TASK PROMPT:
Whenever a line below includes "woman", add it to the tally, then give the total and nothing more.

STORED DATA:
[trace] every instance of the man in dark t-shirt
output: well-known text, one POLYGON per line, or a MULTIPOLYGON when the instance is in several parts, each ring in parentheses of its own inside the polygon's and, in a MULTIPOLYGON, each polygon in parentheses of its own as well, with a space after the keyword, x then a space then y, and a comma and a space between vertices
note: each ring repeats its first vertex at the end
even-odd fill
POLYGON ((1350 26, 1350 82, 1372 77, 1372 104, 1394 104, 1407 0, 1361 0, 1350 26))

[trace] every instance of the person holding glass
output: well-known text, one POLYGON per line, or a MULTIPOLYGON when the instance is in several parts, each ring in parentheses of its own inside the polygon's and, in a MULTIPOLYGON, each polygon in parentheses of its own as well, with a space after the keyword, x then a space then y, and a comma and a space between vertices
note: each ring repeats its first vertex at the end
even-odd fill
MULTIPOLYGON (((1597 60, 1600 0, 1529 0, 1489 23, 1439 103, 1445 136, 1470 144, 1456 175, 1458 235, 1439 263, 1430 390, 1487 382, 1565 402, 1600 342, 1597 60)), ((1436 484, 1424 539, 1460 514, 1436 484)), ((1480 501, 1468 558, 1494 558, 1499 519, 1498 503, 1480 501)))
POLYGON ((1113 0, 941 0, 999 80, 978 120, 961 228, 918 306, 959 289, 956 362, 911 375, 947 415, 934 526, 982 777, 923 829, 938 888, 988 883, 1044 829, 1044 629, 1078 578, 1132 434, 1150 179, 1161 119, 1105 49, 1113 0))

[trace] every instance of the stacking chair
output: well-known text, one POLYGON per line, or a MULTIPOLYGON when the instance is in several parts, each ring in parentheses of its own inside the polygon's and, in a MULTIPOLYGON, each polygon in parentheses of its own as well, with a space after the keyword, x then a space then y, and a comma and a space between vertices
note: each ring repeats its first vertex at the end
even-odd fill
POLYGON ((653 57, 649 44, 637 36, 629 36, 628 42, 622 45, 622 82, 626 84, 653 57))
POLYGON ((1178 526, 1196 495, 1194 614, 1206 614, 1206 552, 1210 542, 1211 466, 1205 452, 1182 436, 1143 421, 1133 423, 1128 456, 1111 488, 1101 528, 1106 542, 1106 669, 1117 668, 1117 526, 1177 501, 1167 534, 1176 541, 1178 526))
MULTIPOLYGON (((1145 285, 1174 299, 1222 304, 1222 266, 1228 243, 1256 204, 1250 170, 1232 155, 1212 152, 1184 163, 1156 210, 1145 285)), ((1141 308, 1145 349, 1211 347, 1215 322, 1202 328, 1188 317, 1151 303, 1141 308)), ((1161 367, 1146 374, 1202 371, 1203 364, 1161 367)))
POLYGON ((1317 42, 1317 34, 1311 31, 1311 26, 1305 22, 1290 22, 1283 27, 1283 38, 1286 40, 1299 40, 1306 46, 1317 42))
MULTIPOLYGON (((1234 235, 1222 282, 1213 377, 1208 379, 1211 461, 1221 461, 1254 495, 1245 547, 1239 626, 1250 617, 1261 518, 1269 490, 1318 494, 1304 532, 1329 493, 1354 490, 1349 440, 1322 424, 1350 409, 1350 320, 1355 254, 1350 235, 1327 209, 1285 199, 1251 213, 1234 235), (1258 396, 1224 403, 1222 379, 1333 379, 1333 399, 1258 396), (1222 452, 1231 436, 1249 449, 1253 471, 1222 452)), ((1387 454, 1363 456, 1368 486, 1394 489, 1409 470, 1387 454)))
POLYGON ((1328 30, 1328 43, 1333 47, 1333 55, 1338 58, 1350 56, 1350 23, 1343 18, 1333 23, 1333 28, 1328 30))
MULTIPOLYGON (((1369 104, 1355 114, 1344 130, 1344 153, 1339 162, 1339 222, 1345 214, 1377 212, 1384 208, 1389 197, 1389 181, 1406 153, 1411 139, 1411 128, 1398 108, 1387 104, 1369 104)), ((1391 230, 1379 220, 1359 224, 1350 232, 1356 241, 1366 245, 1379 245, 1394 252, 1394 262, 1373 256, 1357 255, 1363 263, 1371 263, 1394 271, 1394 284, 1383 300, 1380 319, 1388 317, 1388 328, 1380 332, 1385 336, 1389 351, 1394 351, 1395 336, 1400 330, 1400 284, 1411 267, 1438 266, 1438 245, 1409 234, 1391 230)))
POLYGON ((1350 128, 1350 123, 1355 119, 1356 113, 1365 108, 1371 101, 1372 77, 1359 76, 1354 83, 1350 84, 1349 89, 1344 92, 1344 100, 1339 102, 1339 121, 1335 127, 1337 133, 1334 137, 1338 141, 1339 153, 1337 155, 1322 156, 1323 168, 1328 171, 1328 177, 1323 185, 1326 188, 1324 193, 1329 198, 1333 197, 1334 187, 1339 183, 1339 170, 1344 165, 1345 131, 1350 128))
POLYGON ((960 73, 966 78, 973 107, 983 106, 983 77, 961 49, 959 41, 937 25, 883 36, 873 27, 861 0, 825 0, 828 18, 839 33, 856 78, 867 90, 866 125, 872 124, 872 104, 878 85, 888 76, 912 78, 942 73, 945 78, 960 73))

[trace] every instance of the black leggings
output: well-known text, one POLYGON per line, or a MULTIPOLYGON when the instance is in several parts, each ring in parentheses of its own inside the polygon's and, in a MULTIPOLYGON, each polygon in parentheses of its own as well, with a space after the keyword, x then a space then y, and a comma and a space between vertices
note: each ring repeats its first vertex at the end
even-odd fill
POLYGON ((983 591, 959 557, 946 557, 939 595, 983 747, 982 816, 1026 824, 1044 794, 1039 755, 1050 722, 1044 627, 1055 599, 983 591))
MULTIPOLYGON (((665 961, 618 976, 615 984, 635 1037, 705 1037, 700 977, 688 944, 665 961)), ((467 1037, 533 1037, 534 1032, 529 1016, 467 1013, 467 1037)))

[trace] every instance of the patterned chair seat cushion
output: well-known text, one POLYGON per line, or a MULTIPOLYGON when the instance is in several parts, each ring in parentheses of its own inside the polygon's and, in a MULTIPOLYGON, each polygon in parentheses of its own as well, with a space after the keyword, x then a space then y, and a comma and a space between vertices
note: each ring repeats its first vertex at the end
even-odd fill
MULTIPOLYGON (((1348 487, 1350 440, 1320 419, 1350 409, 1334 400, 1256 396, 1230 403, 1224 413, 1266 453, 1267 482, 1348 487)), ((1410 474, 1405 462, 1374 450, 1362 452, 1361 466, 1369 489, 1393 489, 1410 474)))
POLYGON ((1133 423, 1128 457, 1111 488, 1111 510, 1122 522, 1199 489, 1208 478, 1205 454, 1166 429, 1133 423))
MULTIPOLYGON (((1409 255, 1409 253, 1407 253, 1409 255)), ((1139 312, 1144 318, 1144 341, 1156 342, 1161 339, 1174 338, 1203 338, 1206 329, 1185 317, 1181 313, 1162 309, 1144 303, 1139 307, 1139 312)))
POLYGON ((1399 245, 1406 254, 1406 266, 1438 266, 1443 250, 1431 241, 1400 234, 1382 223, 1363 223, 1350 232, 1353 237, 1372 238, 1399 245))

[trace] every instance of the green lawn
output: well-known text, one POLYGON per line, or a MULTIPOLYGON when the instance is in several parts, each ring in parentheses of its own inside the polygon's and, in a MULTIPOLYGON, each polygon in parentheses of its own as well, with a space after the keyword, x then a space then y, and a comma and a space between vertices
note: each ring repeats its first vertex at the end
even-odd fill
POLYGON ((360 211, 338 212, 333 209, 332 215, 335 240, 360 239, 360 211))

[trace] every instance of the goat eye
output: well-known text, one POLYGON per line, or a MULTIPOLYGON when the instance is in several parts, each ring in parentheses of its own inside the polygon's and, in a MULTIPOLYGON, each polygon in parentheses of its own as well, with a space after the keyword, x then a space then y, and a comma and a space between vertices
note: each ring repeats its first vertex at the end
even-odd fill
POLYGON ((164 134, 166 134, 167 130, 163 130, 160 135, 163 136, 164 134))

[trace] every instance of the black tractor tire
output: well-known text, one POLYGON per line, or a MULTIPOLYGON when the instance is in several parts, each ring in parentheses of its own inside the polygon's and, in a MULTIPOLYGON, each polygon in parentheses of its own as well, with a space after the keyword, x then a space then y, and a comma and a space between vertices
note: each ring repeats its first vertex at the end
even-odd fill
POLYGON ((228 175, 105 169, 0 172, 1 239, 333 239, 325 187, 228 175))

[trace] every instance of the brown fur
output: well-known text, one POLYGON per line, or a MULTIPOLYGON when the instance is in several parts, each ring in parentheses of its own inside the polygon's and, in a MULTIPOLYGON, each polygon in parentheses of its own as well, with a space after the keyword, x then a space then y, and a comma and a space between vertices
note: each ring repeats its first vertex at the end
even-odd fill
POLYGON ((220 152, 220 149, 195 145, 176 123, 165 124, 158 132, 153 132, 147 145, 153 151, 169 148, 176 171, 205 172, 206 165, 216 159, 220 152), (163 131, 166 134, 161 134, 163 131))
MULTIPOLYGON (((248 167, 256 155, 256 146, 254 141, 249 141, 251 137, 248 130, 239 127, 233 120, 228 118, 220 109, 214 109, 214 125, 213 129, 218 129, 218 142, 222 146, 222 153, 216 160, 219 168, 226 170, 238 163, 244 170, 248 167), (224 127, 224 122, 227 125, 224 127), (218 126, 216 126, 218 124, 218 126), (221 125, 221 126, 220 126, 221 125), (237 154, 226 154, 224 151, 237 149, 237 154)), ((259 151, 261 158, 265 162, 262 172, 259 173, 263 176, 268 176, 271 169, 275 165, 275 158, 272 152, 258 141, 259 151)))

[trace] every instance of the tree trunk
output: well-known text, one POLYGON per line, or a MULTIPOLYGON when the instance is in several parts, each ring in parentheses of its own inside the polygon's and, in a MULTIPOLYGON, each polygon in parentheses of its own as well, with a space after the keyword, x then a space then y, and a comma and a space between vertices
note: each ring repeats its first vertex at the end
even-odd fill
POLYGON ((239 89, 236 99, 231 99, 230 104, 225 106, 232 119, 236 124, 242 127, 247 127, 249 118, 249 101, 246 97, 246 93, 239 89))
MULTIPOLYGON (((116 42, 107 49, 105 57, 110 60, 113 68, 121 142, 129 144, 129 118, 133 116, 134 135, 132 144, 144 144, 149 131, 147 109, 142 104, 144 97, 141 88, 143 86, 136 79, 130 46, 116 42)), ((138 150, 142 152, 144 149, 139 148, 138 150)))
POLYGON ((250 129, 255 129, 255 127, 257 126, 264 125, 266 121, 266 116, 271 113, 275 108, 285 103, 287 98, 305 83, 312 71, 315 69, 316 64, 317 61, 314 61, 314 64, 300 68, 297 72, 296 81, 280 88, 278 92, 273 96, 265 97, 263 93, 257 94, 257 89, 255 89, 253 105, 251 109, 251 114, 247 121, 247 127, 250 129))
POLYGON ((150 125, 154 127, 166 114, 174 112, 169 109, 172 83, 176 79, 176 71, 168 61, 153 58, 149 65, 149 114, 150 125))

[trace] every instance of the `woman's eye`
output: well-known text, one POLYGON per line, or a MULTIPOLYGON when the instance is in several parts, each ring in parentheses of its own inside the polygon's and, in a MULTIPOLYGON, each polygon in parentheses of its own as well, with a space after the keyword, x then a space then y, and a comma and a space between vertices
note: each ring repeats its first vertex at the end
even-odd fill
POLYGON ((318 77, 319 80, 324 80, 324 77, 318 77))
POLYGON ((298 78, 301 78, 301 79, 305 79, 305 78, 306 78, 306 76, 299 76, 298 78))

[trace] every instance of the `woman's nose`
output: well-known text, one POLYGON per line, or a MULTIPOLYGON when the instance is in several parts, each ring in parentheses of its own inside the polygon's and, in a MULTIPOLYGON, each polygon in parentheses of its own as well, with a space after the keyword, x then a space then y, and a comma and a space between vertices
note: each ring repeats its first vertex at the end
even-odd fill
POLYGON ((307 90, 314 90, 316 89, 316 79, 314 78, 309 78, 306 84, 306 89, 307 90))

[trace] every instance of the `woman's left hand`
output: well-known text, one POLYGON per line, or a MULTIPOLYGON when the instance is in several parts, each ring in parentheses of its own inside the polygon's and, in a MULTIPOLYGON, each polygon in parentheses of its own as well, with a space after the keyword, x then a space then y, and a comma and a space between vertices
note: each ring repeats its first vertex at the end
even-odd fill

ANSWER TO THIS PROBLEM:
3